» **Travail demandé**
1. Recopiez le passage retenu de « Bulletin des arrêts » à « par ce dernier. », en changeant « Etat d'exécution » en « Etat requis ».
2. Selon le passage retenu, à quelle date a été rendu l'arrêt de la chambre de l'instruction contre lequel le pourvoi a été formé ?

» **Passage retenu**
────
Numéro 5 - Mai 2022

Bulletin des arrêts de la chambre criminelle

MANDAT D'ARRET EUROPEEN

Crim., 10 mai 2022, n° 22-82.379, (B), FRH

Rejet

Exécution – Conditions d'exécution – Respect des droits fondamentaux dans l'Etat d'émission – Contrôle (non)

Le principe de reconnaissance mutuelle sur lequel est fondé le système du mandat d'arrêt européen repose lui-même sur la confiance réciproque entre les Etats membres quant au fait que leurs ordres juridiques nationaux respectifs sont en mesure de fournir une protection équivalente et effective des droits fondamentaux reconnus au niveau de l'Union européenne, et il n'appartient par conséquent pas à l'Etat d'exécution, hors du cas d'une défaillance systémique ou généralisée dans l'Etat d'émission, d'assurer un contrôle du respect des droits fondamentaux par ce dernier.

Justifie sa décision la chambre de l'instruction qui, pour écarter le moyen tiré de la méconnaissance du droit à un double degré de juridiction par la condamnation dont l'exécution est poursuivie par le mandat d'arrêt européen émis par les autorités judiciaires belges, énonce que la procédure en cause a été validée par la jurisprudence interne de l'Etat d'émission.

Exécution – Remise – Refus – Cas – Défaut de comparution personnelle lors du procès – Opportunité – Appréciation souveraine des juges du fond

L'opportunité du refus de remise de la personne qui n'a pas comparu personnellement lors du procès à l'issu duquel a été prononcée la peine dont l'exécution est poursuivie par le mandat d'arrêt européen, rendu facultatif par l'article 695-22-1 du code de procédure pénale issu de la loi n° 2021-1729 du 22 décembre 2021 pour la confiance dans l'institution judiciaire, relève de l'appréciation souveraine des juges du fond.

M. [D] [W] a formé un pourvoi contre l'arrêt de la chambre de l'instruction de la cour d'appel de Paris, 5e section, en date du 30 mars 2022, qui a autorisé sa remise aux autorités judiciaires belges, en exécution de deux mandats d'arrêt européens.
────
» **Données fournies**

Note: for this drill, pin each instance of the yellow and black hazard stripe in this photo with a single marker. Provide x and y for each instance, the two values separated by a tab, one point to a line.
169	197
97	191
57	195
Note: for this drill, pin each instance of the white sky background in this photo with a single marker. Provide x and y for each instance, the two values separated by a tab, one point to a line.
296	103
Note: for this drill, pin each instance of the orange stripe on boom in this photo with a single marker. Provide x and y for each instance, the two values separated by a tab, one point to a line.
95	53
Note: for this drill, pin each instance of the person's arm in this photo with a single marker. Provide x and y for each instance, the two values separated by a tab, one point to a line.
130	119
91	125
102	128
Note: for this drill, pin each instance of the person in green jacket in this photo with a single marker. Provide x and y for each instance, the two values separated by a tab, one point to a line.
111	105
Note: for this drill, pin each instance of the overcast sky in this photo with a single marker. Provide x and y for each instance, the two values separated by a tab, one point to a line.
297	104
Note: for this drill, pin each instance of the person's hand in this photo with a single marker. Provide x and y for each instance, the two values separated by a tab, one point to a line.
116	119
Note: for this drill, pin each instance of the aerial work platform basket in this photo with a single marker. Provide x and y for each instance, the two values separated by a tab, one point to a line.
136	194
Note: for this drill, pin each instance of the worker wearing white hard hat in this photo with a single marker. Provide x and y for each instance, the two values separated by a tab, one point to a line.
────
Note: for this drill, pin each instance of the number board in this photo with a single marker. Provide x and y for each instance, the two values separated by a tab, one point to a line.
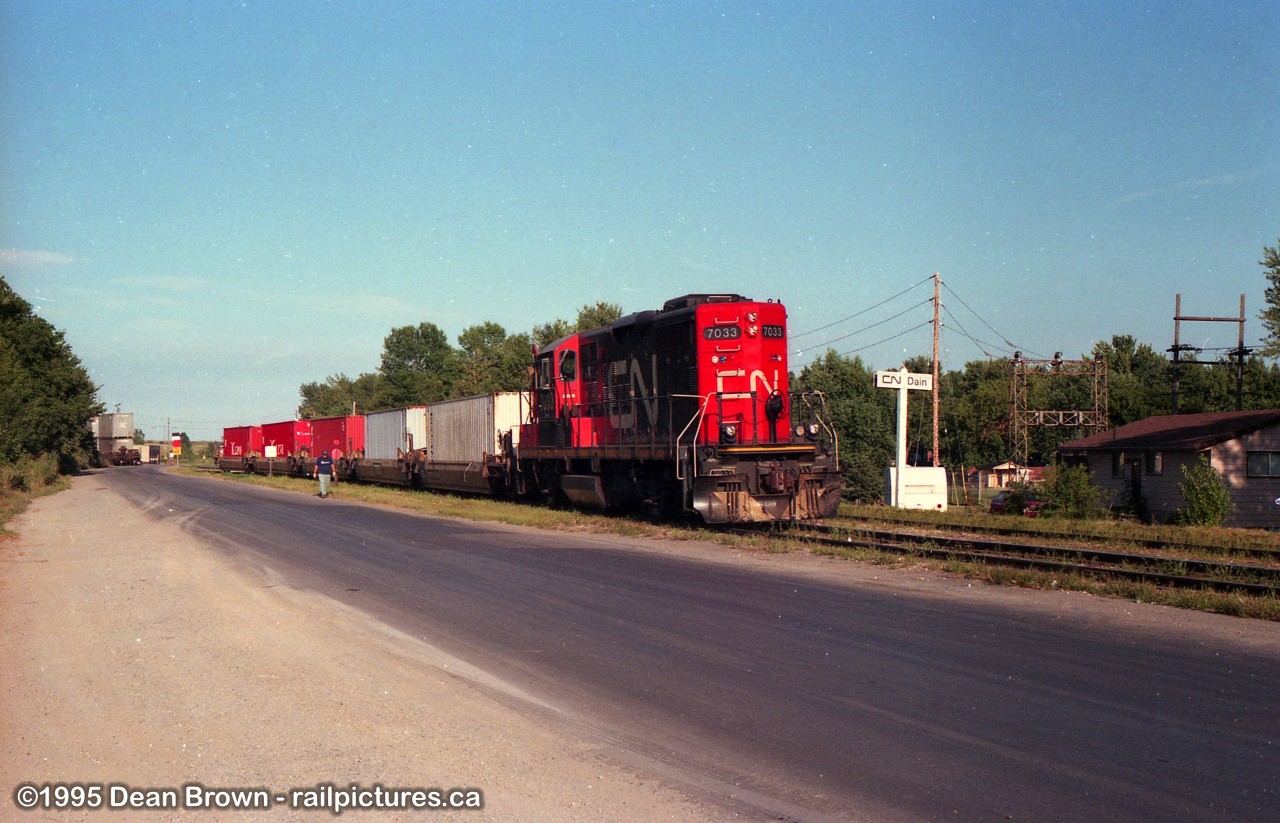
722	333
────
» **Réponses attendues**
1.
Bulletin des arrêts de la chambre criminelle

MANDAT D'ARRET EUROPEEN

Crim., 10 mai 2022, n° 22-82.379, (B), FRH

Rejet

Exécution – Conditions d'exécution – Respect des droits fondamentaux dans l'Etat d'émission – Contrôle (non)

Le principe de reconnaissance mutuelle sur lequel est fondé le système du mandat d'arrêt européen repose lui-même sur la confiance réciproque entre les Etats membres quant au fait que leurs ordres juridiques nationaux respectifs sont en mesure de fournir une protection équivalente et effective des droits fondamentaux reconnus au niveau de l'Union européenne, et il n'appartient par conséquent pas à l'Etat requis, hors du cas d'une défaillance systémique ou généralisée dans l'Etat d'émission, d'assurer un contrôle du respect des droits fondamentaux par ce dernier.

2. Le 30 mars 2022.